- PARTS OF THE EXERCISE
(a) From the passage on ZnO and BeO crystal structures, write out the part from "In principle, the" to "stabalization energy [16]." word for word.
(b) Using the passage on ZnO and BeO crystal structures, mark each statement below yes or no, backing each answer with the deciding words of the passage quoted exactly. (i) The wurtzite structure is made of two interpenetrating hexagonal close packed sublattices. (ii) At high pressure, the XO materials change to the zinc-blende phase. (iii) Ultrathin zinc-blende XO films can be prepared on GaAs substrates.

- TEXT SEGMENT
2. Material Properties of II-Os

2.1. Crystal Structures of ZnO and BeO

The XO (X ≡ Be, Zn) materials are known to have a non-centrosymmetric wurtzite (wz) crystal structure (see Figure 1b) of the B₄ phase or the ${\mathrm{P}6}_3\mathrm{m}\mathrm{c}{(\mathrm{C}}_{6\mathrm{v}}^4)$ space group with polar surfaces at ambient (i.e., temperature T and pressure P) conditions. The wz structure is considered having two interpenetrating hexagonal close packed (hcp) sublattices of cation (X) and anion (O) displaced by the length of cation-anion bond in the [0001]-direction. Ultrathin metastable XO films of the cubic zinc-blende (zb) phase with a space group $\mathrm{F}\overline{4}3\mathrm{m} {(\mathrm{T}}_{\mathrm{d}}^2)$ is possible (see Figure 1c) if prepared on the GaAs (001), (111), and/or Si substrates [16]. The zb materials present a mixture of the tetrahedral covalent and ionic bonding. At high pressure, the XO materials transform to the NaCl-like/rocksalt (rs) or B₁ polymorph of $\mathrm{F}\mathrm{m}3\mathrm{m}{(\mathrm{O}}_{\mathrm{h}}^5)$ space group (see Figure 1a).

In principle, the XO materials are generally classified as highly mismatched due to a large difference in lattice constants and electronegativity between the X cation (i.e., low electronegative metallic atom) and the O anion (i.e., high electronegative atom). Such disparity can cause energetically favorable lattice defects such as cation/anion vacancies [18]. These intrinsic defects are suggested for trigerring localized energy states within the WBG II-Os. Such impurity levels are known to be strongly influencing the electronic and optical properties [18]. The formation of preferential intrinsic defects such as ${\mathrm{V}}_{\mathrm{O}}$ is predominantly dependent on the position of the Fermi level with respect to the charge neutrality level, i.e., the Fermi stabalization energy [16].

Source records
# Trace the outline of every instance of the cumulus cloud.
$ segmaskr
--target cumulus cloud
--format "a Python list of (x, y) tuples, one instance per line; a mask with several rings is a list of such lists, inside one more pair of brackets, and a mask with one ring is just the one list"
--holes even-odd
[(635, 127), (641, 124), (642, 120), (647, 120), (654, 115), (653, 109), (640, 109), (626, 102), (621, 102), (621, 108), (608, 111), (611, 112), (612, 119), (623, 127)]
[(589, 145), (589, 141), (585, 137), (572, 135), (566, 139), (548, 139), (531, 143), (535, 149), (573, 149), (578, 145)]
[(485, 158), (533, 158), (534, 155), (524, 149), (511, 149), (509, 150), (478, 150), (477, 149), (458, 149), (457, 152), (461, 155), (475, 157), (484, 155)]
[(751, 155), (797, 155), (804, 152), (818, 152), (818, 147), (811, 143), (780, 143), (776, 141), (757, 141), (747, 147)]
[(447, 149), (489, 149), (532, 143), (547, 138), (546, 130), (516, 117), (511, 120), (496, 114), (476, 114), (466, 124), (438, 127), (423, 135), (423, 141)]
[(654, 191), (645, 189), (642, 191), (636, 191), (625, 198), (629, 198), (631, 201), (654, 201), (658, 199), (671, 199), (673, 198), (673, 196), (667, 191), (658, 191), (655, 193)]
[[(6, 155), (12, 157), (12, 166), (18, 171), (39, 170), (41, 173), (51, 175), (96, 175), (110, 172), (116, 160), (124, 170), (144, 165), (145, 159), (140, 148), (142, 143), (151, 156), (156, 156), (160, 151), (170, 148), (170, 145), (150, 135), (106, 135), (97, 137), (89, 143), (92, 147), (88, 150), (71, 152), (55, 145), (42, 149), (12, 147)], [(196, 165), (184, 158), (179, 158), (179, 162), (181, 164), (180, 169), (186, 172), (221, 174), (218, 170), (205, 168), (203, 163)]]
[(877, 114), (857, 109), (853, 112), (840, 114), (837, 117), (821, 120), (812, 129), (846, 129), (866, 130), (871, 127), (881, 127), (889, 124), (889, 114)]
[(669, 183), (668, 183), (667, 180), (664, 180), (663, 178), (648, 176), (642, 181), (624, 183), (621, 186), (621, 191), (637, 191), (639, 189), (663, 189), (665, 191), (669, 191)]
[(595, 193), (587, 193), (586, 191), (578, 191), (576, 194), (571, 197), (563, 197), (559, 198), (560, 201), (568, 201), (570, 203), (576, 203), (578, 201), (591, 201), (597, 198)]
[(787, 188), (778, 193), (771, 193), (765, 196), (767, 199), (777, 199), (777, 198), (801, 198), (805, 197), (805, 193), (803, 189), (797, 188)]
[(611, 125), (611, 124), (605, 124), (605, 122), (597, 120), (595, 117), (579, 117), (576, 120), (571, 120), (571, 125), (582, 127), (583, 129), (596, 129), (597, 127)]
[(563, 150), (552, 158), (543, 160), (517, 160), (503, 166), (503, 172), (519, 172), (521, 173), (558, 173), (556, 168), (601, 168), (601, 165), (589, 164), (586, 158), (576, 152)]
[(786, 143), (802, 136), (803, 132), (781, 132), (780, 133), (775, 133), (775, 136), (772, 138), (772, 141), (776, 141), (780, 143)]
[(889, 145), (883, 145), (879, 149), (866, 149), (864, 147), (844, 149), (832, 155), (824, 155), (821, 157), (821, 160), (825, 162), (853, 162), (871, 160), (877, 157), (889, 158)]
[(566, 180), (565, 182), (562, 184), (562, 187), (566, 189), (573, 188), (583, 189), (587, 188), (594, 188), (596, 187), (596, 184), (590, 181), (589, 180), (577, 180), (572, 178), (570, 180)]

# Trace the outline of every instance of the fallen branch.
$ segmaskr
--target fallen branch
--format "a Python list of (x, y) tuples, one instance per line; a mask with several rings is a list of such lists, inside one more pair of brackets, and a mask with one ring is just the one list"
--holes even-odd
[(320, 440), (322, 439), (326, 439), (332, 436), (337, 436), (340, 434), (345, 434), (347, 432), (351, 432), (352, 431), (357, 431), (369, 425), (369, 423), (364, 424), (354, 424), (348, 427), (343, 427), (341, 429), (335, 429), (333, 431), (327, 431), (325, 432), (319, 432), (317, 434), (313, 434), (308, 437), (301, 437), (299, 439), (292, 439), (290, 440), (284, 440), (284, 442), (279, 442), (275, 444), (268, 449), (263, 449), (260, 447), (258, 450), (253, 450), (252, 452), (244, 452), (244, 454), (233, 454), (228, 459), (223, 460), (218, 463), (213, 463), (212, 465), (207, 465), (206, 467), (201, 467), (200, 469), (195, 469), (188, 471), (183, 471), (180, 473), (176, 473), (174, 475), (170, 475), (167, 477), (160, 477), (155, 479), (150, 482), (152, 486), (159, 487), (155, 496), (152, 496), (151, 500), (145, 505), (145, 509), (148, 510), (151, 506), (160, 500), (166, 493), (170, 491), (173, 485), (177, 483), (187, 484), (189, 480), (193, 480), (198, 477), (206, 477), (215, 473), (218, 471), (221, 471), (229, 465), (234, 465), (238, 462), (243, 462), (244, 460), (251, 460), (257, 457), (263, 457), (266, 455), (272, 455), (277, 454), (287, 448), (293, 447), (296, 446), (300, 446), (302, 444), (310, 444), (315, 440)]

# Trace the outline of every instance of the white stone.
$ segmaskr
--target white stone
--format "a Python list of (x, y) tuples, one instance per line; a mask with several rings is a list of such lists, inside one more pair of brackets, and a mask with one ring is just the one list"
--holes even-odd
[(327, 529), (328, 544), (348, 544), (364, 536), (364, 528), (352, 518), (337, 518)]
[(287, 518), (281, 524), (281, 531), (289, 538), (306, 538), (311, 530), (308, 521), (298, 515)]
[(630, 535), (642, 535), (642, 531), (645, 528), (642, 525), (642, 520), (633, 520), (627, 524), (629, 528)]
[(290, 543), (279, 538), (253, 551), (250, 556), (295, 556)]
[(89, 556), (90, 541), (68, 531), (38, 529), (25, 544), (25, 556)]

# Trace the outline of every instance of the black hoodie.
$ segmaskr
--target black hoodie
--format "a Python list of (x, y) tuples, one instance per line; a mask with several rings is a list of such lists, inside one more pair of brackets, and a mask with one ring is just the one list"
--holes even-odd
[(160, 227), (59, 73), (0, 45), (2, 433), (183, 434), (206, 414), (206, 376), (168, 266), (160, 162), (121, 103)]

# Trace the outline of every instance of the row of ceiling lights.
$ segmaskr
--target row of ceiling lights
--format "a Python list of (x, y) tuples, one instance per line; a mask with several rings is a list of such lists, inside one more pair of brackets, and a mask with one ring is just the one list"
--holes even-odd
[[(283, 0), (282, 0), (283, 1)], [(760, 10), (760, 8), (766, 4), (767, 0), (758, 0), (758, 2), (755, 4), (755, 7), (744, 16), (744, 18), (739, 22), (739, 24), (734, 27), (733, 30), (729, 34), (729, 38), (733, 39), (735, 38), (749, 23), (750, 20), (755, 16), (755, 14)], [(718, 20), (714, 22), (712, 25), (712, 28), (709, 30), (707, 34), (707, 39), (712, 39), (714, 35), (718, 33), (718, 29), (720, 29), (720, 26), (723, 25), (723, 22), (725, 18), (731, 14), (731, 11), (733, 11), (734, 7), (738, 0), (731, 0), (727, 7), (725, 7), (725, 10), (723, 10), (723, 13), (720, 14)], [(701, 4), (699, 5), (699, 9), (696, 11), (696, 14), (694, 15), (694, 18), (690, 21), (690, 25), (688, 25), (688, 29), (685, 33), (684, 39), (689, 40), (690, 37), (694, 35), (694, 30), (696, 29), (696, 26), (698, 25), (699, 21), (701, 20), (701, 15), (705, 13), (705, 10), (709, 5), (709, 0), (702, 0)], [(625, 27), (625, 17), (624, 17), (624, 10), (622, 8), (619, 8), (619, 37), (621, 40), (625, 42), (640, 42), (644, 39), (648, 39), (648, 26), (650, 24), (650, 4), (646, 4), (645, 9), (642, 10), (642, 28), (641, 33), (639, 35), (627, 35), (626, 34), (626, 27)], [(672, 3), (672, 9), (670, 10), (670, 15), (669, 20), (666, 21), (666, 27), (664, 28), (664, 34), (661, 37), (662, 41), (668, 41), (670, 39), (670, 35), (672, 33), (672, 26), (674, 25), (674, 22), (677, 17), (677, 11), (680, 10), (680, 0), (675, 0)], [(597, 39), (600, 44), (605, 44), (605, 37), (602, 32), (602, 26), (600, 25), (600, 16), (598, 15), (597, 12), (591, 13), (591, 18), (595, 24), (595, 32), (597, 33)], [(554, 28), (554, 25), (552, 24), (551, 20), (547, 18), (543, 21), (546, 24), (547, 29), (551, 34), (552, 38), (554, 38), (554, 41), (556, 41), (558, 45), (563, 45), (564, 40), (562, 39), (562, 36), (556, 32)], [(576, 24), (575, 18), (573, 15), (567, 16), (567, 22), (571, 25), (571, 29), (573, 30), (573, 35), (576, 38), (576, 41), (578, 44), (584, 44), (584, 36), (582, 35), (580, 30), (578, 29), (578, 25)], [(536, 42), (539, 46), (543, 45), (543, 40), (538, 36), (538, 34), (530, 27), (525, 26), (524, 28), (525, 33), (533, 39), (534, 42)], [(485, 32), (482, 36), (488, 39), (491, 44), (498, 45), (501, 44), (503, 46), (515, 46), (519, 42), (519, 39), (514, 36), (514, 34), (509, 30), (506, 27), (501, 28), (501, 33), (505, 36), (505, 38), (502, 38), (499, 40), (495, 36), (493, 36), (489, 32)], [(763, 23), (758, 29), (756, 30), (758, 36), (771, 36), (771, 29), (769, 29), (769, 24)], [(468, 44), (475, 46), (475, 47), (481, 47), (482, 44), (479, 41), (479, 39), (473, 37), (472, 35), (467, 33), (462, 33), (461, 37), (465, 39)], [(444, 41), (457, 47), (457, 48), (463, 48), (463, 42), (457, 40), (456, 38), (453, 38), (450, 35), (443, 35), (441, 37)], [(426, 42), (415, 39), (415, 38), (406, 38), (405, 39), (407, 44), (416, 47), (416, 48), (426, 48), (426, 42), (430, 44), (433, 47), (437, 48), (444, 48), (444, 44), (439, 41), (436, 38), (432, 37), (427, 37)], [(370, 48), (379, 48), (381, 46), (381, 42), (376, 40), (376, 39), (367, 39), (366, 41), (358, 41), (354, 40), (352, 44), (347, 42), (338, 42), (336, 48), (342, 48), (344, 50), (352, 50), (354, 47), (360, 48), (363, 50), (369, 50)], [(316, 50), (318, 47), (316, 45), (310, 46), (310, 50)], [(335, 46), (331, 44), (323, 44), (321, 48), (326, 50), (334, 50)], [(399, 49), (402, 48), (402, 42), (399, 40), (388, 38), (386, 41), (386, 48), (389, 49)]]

- ANSWERS FOR THIS EXERCISE
(a)
In principle, the XO materials are generally classified as highly mismatched due to a large difference in lattice constants and electronegativity between the X cation (i.e., low electronegative metallic atom) and the O anion (i.e., high electronegative atom). Such disparity can cause energetically favorable lattice defects such as cation/anion vacancies [18]. These intrinsic defects are suggested for trigerring localized energy states within the WBG II-Os. Such impurity levels are known to be strongly influencing the electronic and optical properties [18]. The formation of preferential intrinsic defects such as ${\mathrm{V}}_{\mathrm{O}}$ is predominantly dependent on the position of the Fermi level with respect to the charge neutrality level, i.e., the Fermi stabalization energy [16].

(b)
(i) Yes: "The wz structure is considered having two interpenetrating hexagonal close packed (hcp) sublattices of cation (X) and anion (O)"
(ii) No: "At high pressure, the XO materials transform to the NaCl-like/rocksalt (rs) or B₁ polymorph"
(iii) Yes: "if prepared on the GaAs (001), (111), and/or Si substrates"